> [WHAT YOU HAVE TO DO]: Update the listing below by changing "bottom-right" to "lower-right" wherever it appears, leaving all other text unchanged. Omit the pictures from your output.

= = = =

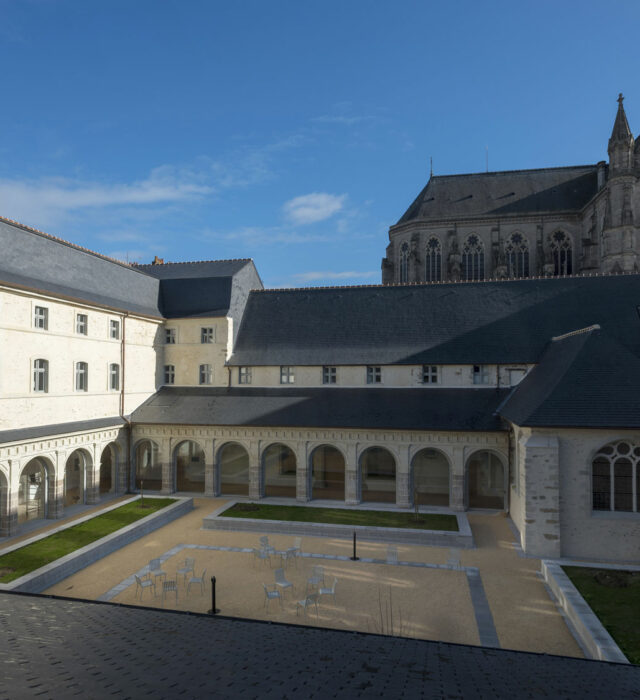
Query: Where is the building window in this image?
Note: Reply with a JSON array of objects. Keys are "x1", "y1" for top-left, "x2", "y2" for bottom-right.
[
  {"x1": 504, "y1": 231, "x2": 529, "y2": 277},
  {"x1": 367, "y1": 365, "x2": 382, "y2": 384},
  {"x1": 76, "y1": 314, "x2": 89, "y2": 335},
  {"x1": 424, "y1": 236, "x2": 442, "y2": 282},
  {"x1": 400, "y1": 241, "x2": 409, "y2": 284},
  {"x1": 549, "y1": 231, "x2": 573, "y2": 277},
  {"x1": 33, "y1": 360, "x2": 49, "y2": 394},
  {"x1": 591, "y1": 441, "x2": 640, "y2": 513},
  {"x1": 322, "y1": 367, "x2": 338, "y2": 384},
  {"x1": 280, "y1": 366, "x2": 296, "y2": 384},
  {"x1": 33, "y1": 306, "x2": 49, "y2": 331},
  {"x1": 462, "y1": 233, "x2": 484, "y2": 282},
  {"x1": 76, "y1": 362, "x2": 89, "y2": 391},
  {"x1": 109, "y1": 362, "x2": 120, "y2": 391},
  {"x1": 200, "y1": 365, "x2": 213, "y2": 384},
  {"x1": 422, "y1": 365, "x2": 438, "y2": 384},
  {"x1": 473, "y1": 365, "x2": 489, "y2": 384}
]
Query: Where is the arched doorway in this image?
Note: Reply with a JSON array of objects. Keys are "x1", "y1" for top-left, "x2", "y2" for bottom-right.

= = = =

> [WRITTEN SOLUTION]:
Query: Where is the building window in this image?
Note: Reply with a JSON array of objects. Keys are "x1", "y1" for top-left, "x2", "y2" for lower-right.
[
  {"x1": 504, "y1": 231, "x2": 529, "y2": 277},
  {"x1": 367, "y1": 365, "x2": 382, "y2": 384},
  {"x1": 76, "y1": 314, "x2": 89, "y2": 335},
  {"x1": 424, "y1": 236, "x2": 442, "y2": 282},
  {"x1": 400, "y1": 241, "x2": 409, "y2": 284},
  {"x1": 549, "y1": 231, "x2": 573, "y2": 277},
  {"x1": 33, "y1": 360, "x2": 49, "y2": 394},
  {"x1": 591, "y1": 441, "x2": 640, "y2": 513},
  {"x1": 322, "y1": 367, "x2": 338, "y2": 384},
  {"x1": 280, "y1": 366, "x2": 296, "y2": 384},
  {"x1": 33, "y1": 306, "x2": 49, "y2": 331},
  {"x1": 462, "y1": 233, "x2": 484, "y2": 282},
  {"x1": 76, "y1": 362, "x2": 89, "y2": 391},
  {"x1": 109, "y1": 362, "x2": 120, "y2": 391},
  {"x1": 200, "y1": 365, "x2": 213, "y2": 384},
  {"x1": 422, "y1": 365, "x2": 438, "y2": 384},
  {"x1": 473, "y1": 365, "x2": 489, "y2": 384}
]
Query: Where is the arched doorway in this image?
Note: Reply with a JSON array of objects. Keys are "x1", "y1" for top-left, "x2", "y2" for lower-right.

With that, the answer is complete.